- WHAT YOU ARE ASKED TO DO
Retype the following article on Alabama's prison staffing shortage word for word, in full.

___ SOURCE TEXT ___

The head of Alabama’s troubled prison system has said that staffing remains “the number one issue” for the department and is looking to a combination of outsourcing and pay and benefit changes to increase the number of officers working inside state lockups.
Alabama Corrections Commissioner John Hamm told lawmakers during budget hearings that the difficult labour market, which has many private industries searching for workers, has compounded the department’s difficulty in recruiting officers. He said the department has 688 funded vacant positions in security.
“Any suggestions you might have, we’re all ears. I think one of our court orders says we are going to hire X number of security staff. I don’t know how we are going to make them come to work,” Hamm told lawmakers.
A federal judge earlier this month questioned the state’s lack of progress in complying with his order to increase the number of officers. The prison system has lost more than 500 security staff employees over the last 18 months, according to court filings.
Hamm said the state plans to put a bid out to hire a private security firm to staff prison positions that do not interact with inmates. He said those functions might include operating cubicle controls, searching people coming inside the prison and possibly manning prison towers. The goal is to free up certified correctional officers to work “inside the prisons, inside the dorms where inmates are,” Hamm said.
Hamm said the Alabama Department of Corrections is also reaching out to other state law enforcement agencies to try to reach an agreement for their officers to help patrol prison perimeters.
Hamm told lawmakers the department competes with local law enforcement agencies for officers and that the department lags behind in both pay and benefits. He said the department is working with the Department of Personnel to try to raise pay scales for officers.
“Staffing is the number one issue,” Hamm told reporters after the meeting. “Staffing will solve so many other issues. … If we have enough correctional officers in dorms, they can eradicate cellphones, keep an eye on it, keep an eye on the perimeter.”

___ DATA SHOWN ___

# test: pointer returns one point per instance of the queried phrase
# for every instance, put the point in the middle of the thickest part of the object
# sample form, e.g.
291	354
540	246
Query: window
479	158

___

- REPLY
The head of Alabama’s troubled prison system has said that staffing remains “the number one issue” for the department and is looking to a combination of outsourcing and pay and benefit changes to increase the number of officers working inside state lockups.
Alabama Corrections Commissioner John Hamm told lawmakers during budget hearings that the difficult labour market, which has many private industries searching for workers, has compounded the department’s difficulty in recruiting officers. He said the department has 688 funded vacant positions in security.
“Any suggestions you might have, we’re all ears. I think one of our court orders says we are going to hire X number of security staff. I don’t know how we are going to make them come to work,” Hamm told lawmakers.
A federal judge earlier this month questioned the state’s lack of progress in complying with his order to increase the number of officers. The prison system has lost more than 500 security staff employees over the last 18 months, according to court filings.
Hamm said the state plans to put a bid out to hire a private security firm to staff prison positions that do not interact with inmates. He said those functions might include operating cubicle controls, searching people coming inside the prison and possibly manning prison towers. The goal is to free up certified correctional officers to work “inside the prisons, inside the dorms where inmates are,” Hamm said.
Hamm said the Alabama Department of Corrections is also reaching out to other state law enforcement agencies to try to reach an agreement for their officers to help patrol prison perimeters.
Hamm told lawmakers the department competes with local law enforcement agencies for officers and that the department lags behind in both pay and benefits. He said the department is working with the Department of Personnel to try to raise pay scales for officers.
“Staffing is the number one issue,” Hamm told reporters after the meeting. “Staffing will solve so many other issues. … If we have enough correctional officers in dorms, they can eradicate cellphones, keep an eye on it, keep an eye on the perimeter.”